§ **What is expected**
Which lines in the material below contain the string "jeans"? Gather each of them in full.

§ **Provided data**
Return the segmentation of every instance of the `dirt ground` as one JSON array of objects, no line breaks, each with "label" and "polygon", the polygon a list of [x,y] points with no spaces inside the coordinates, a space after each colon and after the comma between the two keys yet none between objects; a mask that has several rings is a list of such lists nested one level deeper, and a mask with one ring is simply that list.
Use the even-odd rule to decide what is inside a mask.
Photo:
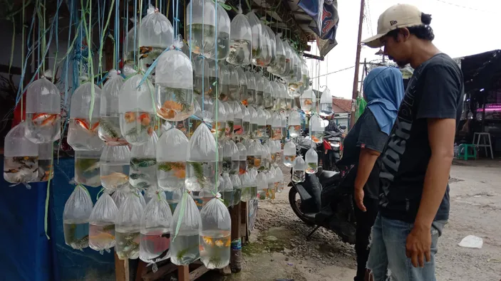
[{"label": "dirt ground", "polygon": [[[285,180],[289,174],[284,170]],[[499,281],[501,279],[501,161],[455,162],[451,171],[450,218],[439,239],[436,275],[439,281]],[[289,189],[276,200],[259,204],[258,218],[243,248],[239,274],[206,275],[203,280],[351,281],[355,250],[332,232],[312,229],[296,217]],[[483,239],[481,249],[458,244],[468,235]]]}]

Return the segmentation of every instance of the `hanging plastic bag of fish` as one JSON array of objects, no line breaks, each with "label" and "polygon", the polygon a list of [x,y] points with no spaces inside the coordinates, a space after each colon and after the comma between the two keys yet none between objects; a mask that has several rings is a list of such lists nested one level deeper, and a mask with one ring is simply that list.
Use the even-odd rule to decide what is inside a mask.
[{"label": "hanging plastic bag of fish", "polygon": [[247,65],[251,60],[252,31],[247,18],[242,14],[242,6],[239,4],[237,7],[238,14],[231,22],[229,53],[226,61],[235,65]]},{"label": "hanging plastic bag of fish", "polygon": [[126,196],[115,222],[115,250],[120,260],[135,260],[139,258],[140,229],[144,209],[143,195],[130,192]]},{"label": "hanging plastic bag of fish", "polygon": [[242,197],[242,181],[240,177],[237,174],[229,175],[229,180],[232,181],[233,186],[233,206],[238,205],[240,203]]},{"label": "hanging plastic bag of fish", "polygon": [[268,173],[259,172],[256,176],[256,184],[257,184],[257,198],[264,200],[270,197],[268,189]]},{"label": "hanging plastic bag of fish", "polygon": [[[149,5],[146,16],[139,26],[139,62],[143,72],[145,72],[160,55],[162,52],[172,45],[174,28],[170,21],[158,9]],[[180,49],[182,46],[180,46]],[[155,77],[155,72],[151,73]]]},{"label": "hanging plastic bag of fish", "polygon": [[148,190],[157,186],[157,134],[153,132],[148,142],[132,146],[129,183],[135,189]]},{"label": "hanging plastic bag of fish", "polygon": [[126,145],[105,145],[100,159],[101,185],[114,191],[129,185],[130,150]]},{"label": "hanging plastic bag of fish", "polygon": [[157,145],[158,187],[174,191],[185,186],[187,149],[188,139],[177,129],[170,129],[160,137]]},{"label": "hanging plastic bag of fish", "polygon": [[282,134],[282,119],[277,112],[272,114],[272,136],[273,139],[280,140]]},{"label": "hanging plastic bag of fish", "polygon": [[61,92],[51,78],[51,72],[47,70],[26,89],[24,133],[36,144],[51,142],[61,132]]},{"label": "hanging plastic bag of fish", "polygon": [[[219,16],[219,15],[218,15]],[[213,0],[190,1],[186,7],[186,38],[192,53],[212,58],[216,47],[216,4]],[[219,23],[219,22],[218,22]]]},{"label": "hanging plastic bag of fish", "polygon": [[188,193],[184,192],[170,223],[170,261],[172,263],[187,265],[200,258],[199,233],[201,230],[200,211]]},{"label": "hanging plastic bag of fish", "polygon": [[187,153],[185,187],[190,191],[200,191],[216,184],[217,144],[207,126],[199,126],[193,133]]},{"label": "hanging plastic bag of fish", "polygon": [[[304,94],[303,94],[304,95]],[[301,113],[292,110],[289,114],[289,136],[295,139],[301,134]]]},{"label": "hanging plastic bag of fish", "polygon": [[315,102],[315,95],[311,88],[308,88],[304,90],[303,95],[299,97],[299,102],[301,103],[301,109],[303,110],[304,113],[306,115],[311,114],[313,105]]},{"label": "hanging plastic bag of fish", "polygon": [[220,194],[207,203],[200,212],[200,260],[208,269],[223,268],[229,264],[232,220]]},{"label": "hanging plastic bag of fish", "polygon": [[219,184],[219,192],[221,194],[221,199],[227,207],[233,206],[233,183],[229,178],[228,173],[222,173],[222,182]]},{"label": "hanging plastic bag of fish", "polygon": [[38,144],[38,169],[36,181],[47,181],[54,177],[52,166],[54,155],[52,142]]},{"label": "hanging plastic bag of fish", "polygon": [[242,181],[240,200],[242,202],[247,202],[250,200],[255,199],[257,195],[256,176],[253,175],[249,171],[247,171],[243,175],[240,175],[240,181]]},{"label": "hanging plastic bag of fish", "polygon": [[315,174],[319,171],[319,155],[313,147],[308,149],[304,159],[306,162],[306,174]]},{"label": "hanging plastic bag of fish", "polygon": [[127,144],[120,130],[118,96],[123,85],[120,71],[112,69],[108,81],[103,87],[99,119],[99,137],[110,145]]},{"label": "hanging plastic bag of fish", "polygon": [[[231,67],[231,65],[228,65]],[[229,82],[231,80],[231,75],[229,73],[230,69],[228,66],[224,65],[223,61],[219,61],[217,63],[217,68],[219,69],[219,89],[218,92],[220,93],[219,95],[219,100],[222,102],[227,102],[229,100],[233,100],[232,97],[232,92],[229,92]],[[238,83],[238,82],[237,82]]]},{"label": "hanging plastic bag of fish", "polygon": [[[100,150],[104,146],[104,142],[98,135],[100,98],[101,89],[90,82],[81,84],[71,96],[68,144],[71,145],[73,150]],[[91,119],[89,118],[91,109]]]},{"label": "hanging plastic bag of fish", "polygon": [[142,74],[127,79],[118,97],[120,131],[131,144],[147,142],[154,131],[154,88],[148,79],[140,85],[143,79]]},{"label": "hanging plastic bag of fish", "polygon": [[324,142],[324,122],[322,119],[314,114],[311,115],[309,120],[309,132],[311,140],[316,144],[321,144]]},{"label": "hanging plastic bag of fish", "polygon": [[115,247],[115,220],[118,208],[110,194],[105,191],[92,209],[88,219],[88,244],[103,255]]},{"label": "hanging plastic bag of fish", "polygon": [[11,129],[4,143],[4,179],[11,184],[24,184],[38,177],[38,145],[25,137],[26,122]]},{"label": "hanging plastic bag of fish", "polygon": [[157,191],[157,196],[153,198],[145,208],[141,217],[139,243],[139,258],[148,265],[153,265],[154,272],[158,270],[157,263],[170,258],[172,213],[160,193],[163,191]]},{"label": "hanging plastic bag of fish", "polygon": [[92,208],[88,191],[81,184],[77,185],[63,211],[64,242],[73,249],[82,250],[88,247],[88,220]]},{"label": "hanging plastic bag of fish", "polygon": [[193,68],[180,48],[180,37],[158,58],[155,85],[157,115],[167,121],[182,121],[193,114]]},{"label": "hanging plastic bag of fish", "polygon": [[291,168],[294,166],[296,153],[296,144],[291,141],[286,142],[284,145],[284,165],[285,166]]},{"label": "hanging plastic bag of fish", "polygon": [[264,78],[264,92],[263,93],[263,105],[265,108],[273,107],[273,83]]},{"label": "hanging plastic bag of fish", "polygon": [[305,170],[306,164],[304,162],[302,156],[299,156],[296,158],[294,166],[292,167],[292,181],[303,182],[306,178]]}]

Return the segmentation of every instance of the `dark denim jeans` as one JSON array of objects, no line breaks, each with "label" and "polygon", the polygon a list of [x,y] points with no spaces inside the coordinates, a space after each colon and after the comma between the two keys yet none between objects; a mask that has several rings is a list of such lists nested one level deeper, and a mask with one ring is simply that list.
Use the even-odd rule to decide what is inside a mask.
[{"label": "dark denim jeans", "polygon": [[[378,215],[372,228],[367,268],[374,281],[435,281],[435,255],[445,221],[434,221],[431,228],[431,260],[424,267],[414,267],[406,256],[407,235],[413,224]],[[391,278],[388,278],[391,277]]]}]

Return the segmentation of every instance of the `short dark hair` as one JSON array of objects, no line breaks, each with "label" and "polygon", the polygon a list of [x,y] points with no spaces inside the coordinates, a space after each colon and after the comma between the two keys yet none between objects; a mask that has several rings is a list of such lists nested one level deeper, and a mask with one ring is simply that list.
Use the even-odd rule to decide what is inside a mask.
[{"label": "short dark hair", "polygon": [[[420,39],[433,41],[433,39],[435,39],[435,34],[433,33],[433,29],[430,26],[431,15],[422,13],[421,22],[423,23],[423,26],[410,26],[408,27],[407,29],[409,30],[410,34],[414,34],[415,37]],[[393,30],[386,35],[396,38],[400,33],[400,29],[401,28]]]}]

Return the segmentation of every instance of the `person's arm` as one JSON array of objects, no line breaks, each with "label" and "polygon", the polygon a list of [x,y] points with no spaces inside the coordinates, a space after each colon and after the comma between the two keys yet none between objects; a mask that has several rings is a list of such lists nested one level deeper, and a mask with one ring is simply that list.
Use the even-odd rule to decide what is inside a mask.
[{"label": "person's arm", "polygon": [[363,205],[363,186],[365,186],[368,179],[368,176],[374,168],[376,161],[381,155],[381,152],[376,152],[368,148],[362,148],[360,149],[360,157],[358,157],[358,169],[356,171],[356,178],[355,179],[355,193],[360,194],[361,196],[356,196],[355,203],[356,206],[362,210],[367,211]]}]

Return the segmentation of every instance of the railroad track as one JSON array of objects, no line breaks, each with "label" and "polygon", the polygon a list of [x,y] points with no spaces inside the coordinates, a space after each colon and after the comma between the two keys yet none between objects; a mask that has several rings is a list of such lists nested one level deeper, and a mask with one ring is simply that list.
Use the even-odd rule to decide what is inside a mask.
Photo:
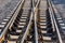
[{"label": "railroad track", "polygon": [[[43,5],[41,5],[43,4]],[[37,43],[62,43],[60,32],[56,29],[54,15],[48,0],[40,0],[35,12],[35,29]]]},{"label": "railroad track", "polygon": [[49,0],[25,0],[1,43],[62,43],[52,11]]},{"label": "railroad track", "polygon": [[8,29],[2,43],[21,43],[30,22],[30,16],[31,1],[27,0],[24,2],[23,8],[21,9],[12,27]]}]

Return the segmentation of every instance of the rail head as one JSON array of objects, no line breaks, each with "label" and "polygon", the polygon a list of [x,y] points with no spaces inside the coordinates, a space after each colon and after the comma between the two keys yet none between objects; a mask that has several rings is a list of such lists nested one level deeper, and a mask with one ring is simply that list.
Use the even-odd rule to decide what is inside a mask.
[{"label": "rail head", "polygon": [[30,29],[29,27],[31,26],[31,20],[32,20],[32,11],[30,13],[30,19],[29,19],[28,26],[26,28],[26,31],[25,31],[22,40],[21,40],[21,43],[24,43],[24,40],[26,39],[26,37],[27,37],[28,32],[29,32],[29,29]]},{"label": "rail head", "polygon": [[48,2],[49,2],[49,5],[50,5],[49,11],[50,11],[50,14],[51,14],[51,18],[52,18],[52,20],[53,20],[53,23],[55,25],[55,29],[56,29],[56,33],[57,33],[57,37],[58,37],[58,41],[60,41],[60,43],[63,43],[61,33],[58,31],[58,27],[57,27],[57,24],[56,24],[56,19],[55,19],[55,16],[54,16],[54,12],[53,12],[53,9],[52,9],[53,8],[52,6],[53,3],[51,3],[50,0],[48,0]]},{"label": "rail head", "polygon": [[38,31],[37,31],[37,13],[38,13],[38,5],[40,3],[40,0],[38,0],[36,6],[34,8],[34,13],[35,13],[35,42],[38,43]]},{"label": "rail head", "polygon": [[1,32],[1,34],[0,34],[0,39],[5,34],[8,28],[10,27],[10,25],[12,24],[12,22],[13,22],[13,20],[15,19],[15,17],[17,16],[17,14],[18,14],[18,12],[20,12],[21,6],[22,6],[23,3],[24,3],[24,0],[21,0],[21,1],[17,3],[17,6],[14,9],[14,11],[11,12],[11,14],[14,14],[14,15],[10,18],[9,23],[5,25],[4,30],[3,30],[3,31]]}]

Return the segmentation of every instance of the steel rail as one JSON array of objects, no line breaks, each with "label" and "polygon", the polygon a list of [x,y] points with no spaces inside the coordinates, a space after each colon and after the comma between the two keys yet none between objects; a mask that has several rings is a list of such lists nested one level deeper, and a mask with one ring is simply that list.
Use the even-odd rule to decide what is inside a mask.
[{"label": "steel rail", "polygon": [[6,26],[4,27],[4,30],[1,32],[0,34],[0,39],[5,34],[9,26],[12,24],[12,22],[15,19],[15,17],[17,16],[21,8],[22,8],[22,4],[24,3],[24,0],[21,0],[18,3],[17,3],[17,6],[14,9],[14,12],[12,11],[11,14],[14,14],[12,16],[12,18],[9,20],[9,23],[6,24]]},{"label": "steel rail", "polygon": [[29,27],[30,27],[30,25],[31,25],[31,19],[32,19],[32,12],[31,12],[31,14],[30,14],[29,24],[28,24],[28,26],[27,26],[27,29],[26,29],[26,31],[25,31],[25,33],[24,33],[24,35],[23,35],[23,39],[22,39],[21,43],[24,43],[24,40],[26,39],[26,37],[27,37],[28,32],[29,32],[29,29],[30,29]]},{"label": "steel rail", "polygon": [[35,39],[36,43],[38,43],[38,30],[37,30],[37,13],[38,13],[38,5],[39,5],[40,0],[38,0],[36,6],[34,8],[34,13],[35,13]]},{"label": "steel rail", "polygon": [[58,27],[57,27],[57,24],[56,24],[56,19],[54,17],[54,13],[53,13],[53,10],[52,10],[51,1],[48,0],[48,2],[49,2],[49,5],[50,5],[50,8],[49,8],[50,15],[51,15],[51,18],[52,18],[52,20],[53,20],[53,23],[55,25],[57,37],[58,37],[58,41],[60,41],[60,43],[63,43],[62,38],[61,38],[61,33],[58,31]]}]

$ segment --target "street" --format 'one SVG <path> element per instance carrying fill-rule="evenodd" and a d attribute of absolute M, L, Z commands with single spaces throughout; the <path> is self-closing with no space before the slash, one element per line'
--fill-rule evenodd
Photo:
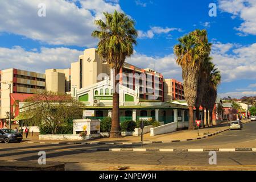
<path fill-rule="evenodd" d="M 256 146 L 256 122 L 244 125 L 241 130 L 228 130 L 204 139 L 144 144 L 147 148 L 242 148 Z M 129 151 L 94 151 L 106 147 L 138 148 L 136 144 L 39 144 L 23 142 L 0 144 L 0 160 L 32 161 L 36 163 L 39 151 L 46 152 L 47 161 L 67 163 L 68 169 L 108 169 L 117 165 L 146 166 L 210 166 L 208 152 L 161 152 Z M 92 150 L 92 151 L 88 151 Z M 255 152 L 217 152 L 217 166 L 256 166 Z M 79 165 L 78 165 L 79 164 Z M 92 164 L 90 168 L 83 164 Z"/>

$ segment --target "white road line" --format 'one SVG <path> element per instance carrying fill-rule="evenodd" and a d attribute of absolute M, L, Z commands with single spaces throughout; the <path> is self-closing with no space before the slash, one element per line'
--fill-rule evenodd
<path fill-rule="evenodd" d="M 134 152 L 146 152 L 146 148 L 133 148 Z"/>
<path fill-rule="evenodd" d="M 189 148 L 188 149 L 188 152 L 203 152 L 203 148 Z"/>
<path fill-rule="evenodd" d="M 174 151 L 173 148 L 159 149 L 159 152 L 173 152 L 173 151 Z"/>
<path fill-rule="evenodd" d="M 220 152 L 236 151 L 236 148 L 219 148 L 218 151 Z"/>

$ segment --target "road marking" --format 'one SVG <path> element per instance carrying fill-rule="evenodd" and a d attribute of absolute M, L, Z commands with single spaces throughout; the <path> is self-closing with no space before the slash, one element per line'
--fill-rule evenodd
<path fill-rule="evenodd" d="M 109 148 L 110 151 L 121 151 L 121 148 Z"/>
<path fill-rule="evenodd" d="M 220 152 L 236 151 L 236 148 L 219 148 L 218 151 Z"/>
<path fill-rule="evenodd" d="M 134 152 L 146 152 L 146 148 L 134 148 Z"/>
<path fill-rule="evenodd" d="M 173 148 L 159 149 L 159 152 L 173 152 L 173 151 L 174 151 Z"/>
<path fill-rule="evenodd" d="M 203 152 L 203 148 L 189 148 L 188 149 L 188 152 Z"/>

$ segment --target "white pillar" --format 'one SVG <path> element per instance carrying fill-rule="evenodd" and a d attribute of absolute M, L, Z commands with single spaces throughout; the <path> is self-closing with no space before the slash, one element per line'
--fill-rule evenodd
<path fill-rule="evenodd" d="M 177 122 L 177 109 L 174 109 L 174 122 Z"/>
<path fill-rule="evenodd" d="M 159 109 L 155 110 L 155 121 L 159 121 Z"/>
<path fill-rule="evenodd" d="M 181 110 L 182 122 L 185 121 L 185 110 Z"/>
<path fill-rule="evenodd" d="M 112 110 L 108 110 L 108 116 L 109 116 L 109 117 L 110 117 L 110 118 L 112 118 Z"/>
<path fill-rule="evenodd" d="M 136 122 L 136 109 L 133 110 L 133 121 Z"/>

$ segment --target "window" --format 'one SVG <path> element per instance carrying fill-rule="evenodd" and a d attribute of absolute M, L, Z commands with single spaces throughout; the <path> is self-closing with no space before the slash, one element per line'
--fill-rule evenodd
<path fill-rule="evenodd" d="M 109 89 L 106 89 L 106 90 L 105 90 L 105 94 L 109 95 Z"/>

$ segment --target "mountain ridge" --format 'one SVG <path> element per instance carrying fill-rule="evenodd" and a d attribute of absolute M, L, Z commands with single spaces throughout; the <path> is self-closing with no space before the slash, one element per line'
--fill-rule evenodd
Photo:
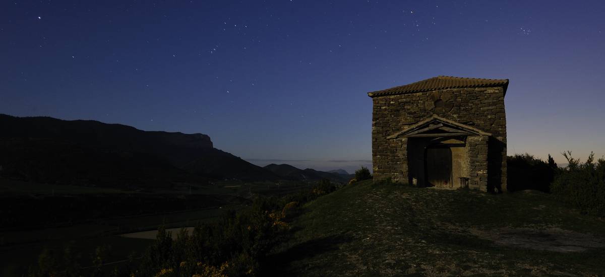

§ **Output of the task**
Return the segmentation of every instance of the `dark denim jeans` as one JSON array of objects, no line breaks, each with "label" and "polygon", the polygon a list of [x,y] points with no spaces inside the coordinates, a space after each colon and after the comma between the two keys yet none between objects; a mask that has several rings is a list of such lists nested one level deeper, and a mask with one ring is simply that list.
[{"label": "dark denim jeans", "polygon": [[[378,215],[372,228],[367,268],[374,281],[435,281],[435,255],[445,221],[434,221],[431,228],[431,260],[424,267],[414,267],[406,256],[407,235],[413,224]],[[391,278],[388,278],[391,277]]]}]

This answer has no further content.